━━━ Textabschnitt

Auch dessen Design folgt dem KGM-Leitmotiv („Powered by Toughness“), entsprechend rustikal ist der Auftritt. Dazu zählen serienmäßige 20-Zoll-Räder, Dachreling, Heckspoiler und 20 Zentimeter Bodenfreiheit; markant ist auch die Frontpartie mit dem durchgehenden LED-Leuchtband am oberen Abschluss der Kühlermaske. Dahinter erstreckt sich der Actyon über 4,74 Meter Länge – bis hin zum Heck, das vermutlich nicht nur aus reinem Zufall einen optischen Hauch von Range Rover bietet. Als Ziel hat KGM formuliert, vor allem „designorientierte Kunden“ anzusprechen. Ob die beiden angedeuteten Stege auf der langen Motorhaube dazu beitragen, sei dahingestellt. Zunächst mal wirken sie gewöhnungsbedürftig.
Außer Diskussion steht, dass der Innenraum echten Premium-Willen untermauert, dabei aber funktional bleibt. Verarbeitung, Materialanmutung, Haptik und Ausstattung des Actyon machen einen durchweg guten Eindruck. Die Farbabstimmung ist gelungen, die Ledersitze – vorne wie hinten beheizbar, in der ersten Reihe zudem belüftet – bieten viel Bequemlichkeit und Komfort.

━━━━━━
━━━ Extrahierte Angaben

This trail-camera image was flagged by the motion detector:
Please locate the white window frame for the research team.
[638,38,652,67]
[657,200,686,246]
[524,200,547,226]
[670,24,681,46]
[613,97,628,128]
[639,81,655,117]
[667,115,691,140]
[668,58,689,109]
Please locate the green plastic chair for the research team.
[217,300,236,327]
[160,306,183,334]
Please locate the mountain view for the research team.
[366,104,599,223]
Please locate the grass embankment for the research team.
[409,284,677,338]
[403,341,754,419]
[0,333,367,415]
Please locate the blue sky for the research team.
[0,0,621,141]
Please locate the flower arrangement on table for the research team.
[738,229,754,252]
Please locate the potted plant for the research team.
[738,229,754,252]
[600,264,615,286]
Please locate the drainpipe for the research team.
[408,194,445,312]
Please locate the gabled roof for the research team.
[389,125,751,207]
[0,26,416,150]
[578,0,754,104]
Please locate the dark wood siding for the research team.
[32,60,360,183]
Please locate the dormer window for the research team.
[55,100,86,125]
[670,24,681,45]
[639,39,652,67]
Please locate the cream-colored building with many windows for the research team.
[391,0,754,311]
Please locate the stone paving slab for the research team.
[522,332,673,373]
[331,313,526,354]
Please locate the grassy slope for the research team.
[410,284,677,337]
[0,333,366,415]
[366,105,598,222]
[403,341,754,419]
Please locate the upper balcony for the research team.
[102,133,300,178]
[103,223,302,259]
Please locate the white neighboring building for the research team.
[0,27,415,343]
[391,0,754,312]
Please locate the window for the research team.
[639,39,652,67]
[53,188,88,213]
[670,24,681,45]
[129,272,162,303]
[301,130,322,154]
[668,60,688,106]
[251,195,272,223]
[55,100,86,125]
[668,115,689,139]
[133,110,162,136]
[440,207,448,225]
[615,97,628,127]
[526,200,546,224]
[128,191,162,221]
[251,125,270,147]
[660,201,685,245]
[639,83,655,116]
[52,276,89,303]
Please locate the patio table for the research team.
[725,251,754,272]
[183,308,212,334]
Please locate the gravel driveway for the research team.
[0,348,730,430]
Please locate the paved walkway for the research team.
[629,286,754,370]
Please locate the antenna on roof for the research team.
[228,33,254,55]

━━━━━━

## Gestellte Aufgabe
Schreibe den Textabschnitt über den KGM Actyon im Anschluss an seinen letzten Satz weiter.

## Antwort zur Aufgabe
Das Cockpit wird von zwei nebeneinander platzierten 12,3-Zoll-Displays dominiert – physische Tasten sind kaum vorhanden, die Bedienung erfolgt weitgehend digital.

Alles ganz schön digital hier: das Cockpit des KGM Actyon. Dass die abgekupferte Grafik der Digitalarmaturen schon beim Vorbild BMW ein Flop war, spielt am Ende nur eine untergeordnete Rolle. Denn das Preis-Leistungs-Verhältnis des Koreaners ist so stimmig wie die Verarbeitungsgüte.
Traditionalisten wissen das nicht immer zu schätzen, doch sie können beruhigt sein: Die Benutzeroberfläche des KGM ist übersichtlich und lässt sich, nach einer grundsätzlich unverzichtbaren Orientierungsphase, größtenteils intuitiv bedienen. Denn die einzelnen Menüs sind relativ logisch aufgebaut; häufig genutzte Funktionen wurden nicht tief in Untermenüs versteckt, sondern sind per Schnellwahl erreichbar. Was der Generation Smartphone indes nicht gefallen dürfte: Die Einbindung des Geräts via Apple CarPlay oder Android Auto funktioniert nur kabelgebunden.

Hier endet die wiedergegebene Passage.